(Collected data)

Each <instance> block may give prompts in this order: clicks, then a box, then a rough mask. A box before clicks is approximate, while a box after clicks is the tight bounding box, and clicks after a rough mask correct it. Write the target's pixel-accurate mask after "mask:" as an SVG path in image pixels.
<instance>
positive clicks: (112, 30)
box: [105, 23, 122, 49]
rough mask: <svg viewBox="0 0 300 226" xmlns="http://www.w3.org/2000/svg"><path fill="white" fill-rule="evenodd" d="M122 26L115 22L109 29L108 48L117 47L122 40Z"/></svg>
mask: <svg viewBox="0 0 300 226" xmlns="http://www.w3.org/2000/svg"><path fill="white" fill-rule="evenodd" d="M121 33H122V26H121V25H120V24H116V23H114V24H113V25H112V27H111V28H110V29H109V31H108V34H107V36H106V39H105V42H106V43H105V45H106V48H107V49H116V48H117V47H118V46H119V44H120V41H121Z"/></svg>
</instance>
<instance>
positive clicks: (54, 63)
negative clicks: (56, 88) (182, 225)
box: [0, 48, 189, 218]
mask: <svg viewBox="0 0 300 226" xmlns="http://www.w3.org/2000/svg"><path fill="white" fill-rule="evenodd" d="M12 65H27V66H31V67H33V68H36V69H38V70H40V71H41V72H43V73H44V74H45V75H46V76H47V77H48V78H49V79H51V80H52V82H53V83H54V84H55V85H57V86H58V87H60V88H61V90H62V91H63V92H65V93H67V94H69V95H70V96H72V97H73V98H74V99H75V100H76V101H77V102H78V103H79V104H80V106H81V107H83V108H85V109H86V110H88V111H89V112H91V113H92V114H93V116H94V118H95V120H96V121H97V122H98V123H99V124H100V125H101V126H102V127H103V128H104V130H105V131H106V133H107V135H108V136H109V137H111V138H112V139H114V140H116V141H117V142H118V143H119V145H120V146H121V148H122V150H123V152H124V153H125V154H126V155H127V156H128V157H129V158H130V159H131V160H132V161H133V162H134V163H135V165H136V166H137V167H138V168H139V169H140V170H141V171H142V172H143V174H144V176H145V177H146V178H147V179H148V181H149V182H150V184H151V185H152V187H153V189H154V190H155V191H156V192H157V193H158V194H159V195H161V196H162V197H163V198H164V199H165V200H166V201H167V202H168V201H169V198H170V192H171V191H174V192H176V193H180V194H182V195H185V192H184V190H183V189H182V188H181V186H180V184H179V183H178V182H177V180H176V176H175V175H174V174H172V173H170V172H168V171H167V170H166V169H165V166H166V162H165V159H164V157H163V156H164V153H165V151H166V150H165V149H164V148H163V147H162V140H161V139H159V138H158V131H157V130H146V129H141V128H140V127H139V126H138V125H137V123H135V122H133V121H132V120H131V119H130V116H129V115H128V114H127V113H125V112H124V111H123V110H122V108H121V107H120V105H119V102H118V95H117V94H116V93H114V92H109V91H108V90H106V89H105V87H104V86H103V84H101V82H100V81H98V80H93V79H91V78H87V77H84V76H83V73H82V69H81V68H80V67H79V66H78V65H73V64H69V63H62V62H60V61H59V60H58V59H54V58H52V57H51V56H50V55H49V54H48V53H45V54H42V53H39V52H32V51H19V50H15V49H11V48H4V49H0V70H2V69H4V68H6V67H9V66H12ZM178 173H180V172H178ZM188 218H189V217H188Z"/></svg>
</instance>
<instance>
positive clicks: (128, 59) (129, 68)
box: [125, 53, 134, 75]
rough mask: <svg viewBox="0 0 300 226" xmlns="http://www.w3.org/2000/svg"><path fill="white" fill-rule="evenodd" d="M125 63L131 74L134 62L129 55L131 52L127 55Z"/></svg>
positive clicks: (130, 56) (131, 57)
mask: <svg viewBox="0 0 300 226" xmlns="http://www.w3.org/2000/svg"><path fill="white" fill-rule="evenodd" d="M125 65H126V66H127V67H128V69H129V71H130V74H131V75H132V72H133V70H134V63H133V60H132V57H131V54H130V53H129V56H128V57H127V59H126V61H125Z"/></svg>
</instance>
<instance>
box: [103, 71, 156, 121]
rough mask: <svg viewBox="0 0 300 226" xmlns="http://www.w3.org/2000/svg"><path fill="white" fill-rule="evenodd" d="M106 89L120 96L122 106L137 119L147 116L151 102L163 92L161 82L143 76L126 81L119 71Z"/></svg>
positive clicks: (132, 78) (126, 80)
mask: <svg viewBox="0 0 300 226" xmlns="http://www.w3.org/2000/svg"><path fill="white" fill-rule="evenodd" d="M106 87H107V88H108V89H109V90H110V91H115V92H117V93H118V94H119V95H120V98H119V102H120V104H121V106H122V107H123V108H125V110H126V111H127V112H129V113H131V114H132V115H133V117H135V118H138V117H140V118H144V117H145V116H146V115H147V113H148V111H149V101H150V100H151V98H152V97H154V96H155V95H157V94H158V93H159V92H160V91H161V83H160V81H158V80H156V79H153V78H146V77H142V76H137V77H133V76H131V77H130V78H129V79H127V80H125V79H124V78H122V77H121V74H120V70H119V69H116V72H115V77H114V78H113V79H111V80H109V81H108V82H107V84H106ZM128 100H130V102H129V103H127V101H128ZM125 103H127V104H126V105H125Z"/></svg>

EXERCISE DESCRIPTION = Please update the items above by replacing "positive clicks" with "foreground clicks" everywhere it occurs, leaving all other text unchanged.

RESPONSE TO THIS TASK =
Each <instance> block may give prompts in this order: clicks, then a box, then a rough mask. A box before clicks is approximate, while a box after clicks is the tight bounding box, and clicks after a rough mask correct it. Write the target's pixel-accurate mask after "mask:" as an SVG path in image pixels.
<instance>
foreground clicks: (112, 30)
box: [105, 23, 122, 49]
rough mask: <svg viewBox="0 0 300 226" xmlns="http://www.w3.org/2000/svg"><path fill="white" fill-rule="evenodd" d="M122 26L115 22L109 29L108 48L117 47L122 40Z"/></svg>
mask: <svg viewBox="0 0 300 226" xmlns="http://www.w3.org/2000/svg"><path fill="white" fill-rule="evenodd" d="M121 33H122V26H121V25H120V24H116V23H114V24H113V25H112V27H111V28H110V29H109V31H108V34H107V36H106V39H105V42H106V43H105V45H106V48H107V49H116V48H117V47H118V46H119V44H120V41H121Z"/></svg>
</instance>
<instance>
foreground clicks: (54, 63)
negative clicks: (56, 88) (182, 225)
box: [0, 48, 189, 218]
mask: <svg viewBox="0 0 300 226" xmlns="http://www.w3.org/2000/svg"><path fill="white" fill-rule="evenodd" d="M12 65H27V66H31V67H33V68H36V69H38V70H40V71H41V72H43V73H44V74H45V75H46V76H47V77H48V78H49V79H51V80H52V82H53V83H54V84H55V85H57V86H58V87H60V88H61V90H62V91H63V92H65V93H67V94H69V95H70V96H72V97H73V98H74V99H75V100H76V101H77V102H78V103H79V104H80V106H81V107H83V108H85V109H86V110H88V111H89V112H91V113H92V114H93V116H94V118H95V120H96V121H97V122H98V123H99V124H100V125H101V126H102V127H103V128H104V130H105V131H106V133H107V135H108V136H109V137H111V138H112V139H114V140H116V141H117V142H118V143H119V145H120V146H121V148H122V150H123V152H124V153H125V154H126V155H127V156H128V157H129V158H130V159H131V160H132V161H133V162H134V163H135V165H136V166H137V167H138V168H139V169H140V170H141V171H142V172H143V174H144V176H145V177H146V178H147V179H148V181H149V182H150V184H151V185H152V187H153V189H154V190H155V191H156V192H157V193H158V194H159V195H161V196H162V197H163V198H164V199H165V200H166V201H167V202H168V201H169V198H170V192H171V191H174V192H176V193H180V194H182V195H185V192H184V190H183V189H182V188H181V186H180V184H179V183H178V182H177V180H176V176H175V175H174V174H172V173H170V172H168V171H167V170H166V169H165V166H166V162H165V159H164V157H163V156H164V153H165V151H166V150H165V149H164V148H163V147H162V140H161V139H159V138H158V131H157V130H146V129H141V128H140V127H139V126H138V125H137V123H135V122H133V121H132V120H131V119H130V116H129V115H128V114H127V113H125V112H124V111H123V110H122V108H121V107H120V105H119V102H118V95H117V94H116V93H114V92H109V91H108V90H106V89H105V87H104V86H103V84H101V82H100V81H98V80H93V79H91V78H87V77H84V76H83V73H82V69H81V68H80V67H79V66H78V65H73V64H69V63H62V62H60V61H59V60H58V59H54V58H52V57H51V56H50V55H49V54H48V53H45V54H42V53H39V52H32V51H19V50H15V49H11V48H4V49H0V70H2V69H4V68H6V67H9V66H12ZM178 173H180V172H178ZM188 218H189V217H188Z"/></svg>
</instance>
<instance>
foreground clicks: (128, 59) (129, 68)
box: [125, 53, 134, 75]
rough mask: <svg viewBox="0 0 300 226" xmlns="http://www.w3.org/2000/svg"><path fill="white" fill-rule="evenodd" d="M125 63L131 74L134 62L129 55L131 52L127 55Z"/></svg>
foreground clicks: (130, 56) (131, 57)
mask: <svg viewBox="0 0 300 226" xmlns="http://www.w3.org/2000/svg"><path fill="white" fill-rule="evenodd" d="M125 65H126V66H127V67H128V69H129V71H130V74H131V75H132V72H133V70H134V63H133V60H132V57H131V54H130V53H129V56H128V57H127V59H126V61H125Z"/></svg>
</instance>
<instance>
box: [103, 71, 156, 121]
rough mask: <svg viewBox="0 0 300 226" xmlns="http://www.w3.org/2000/svg"><path fill="white" fill-rule="evenodd" d="M106 89L120 96L122 106L137 119L147 116L151 102L163 92L161 82L143 76L126 81L119 71Z"/></svg>
foreground clicks: (132, 78) (126, 80)
mask: <svg viewBox="0 0 300 226" xmlns="http://www.w3.org/2000/svg"><path fill="white" fill-rule="evenodd" d="M106 87H107V88H108V89H109V90H110V91H115V92H117V93H118V94H119V95H120V98H119V102H120V104H121V106H122V107H123V108H125V110H126V111H127V112H129V113H131V114H132V115H133V117H135V118H138V117H140V118H144V117H145V116H146V115H147V113H148V111H149V101H150V100H151V98H152V97H154V96H155V95H157V94H158V93H159V92H160V91H161V83H160V81H158V80H156V79H153V78H146V77H142V76H137V77H133V76H131V77H130V78H129V79H127V80H125V79H124V78H122V77H121V74H120V70H119V69H116V72H115V77H114V78H113V79H111V80H109V81H108V82H107V84H106ZM128 100H130V102H129V103H127V101H128ZM125 103H127V104H126V105H125Z"/></svg>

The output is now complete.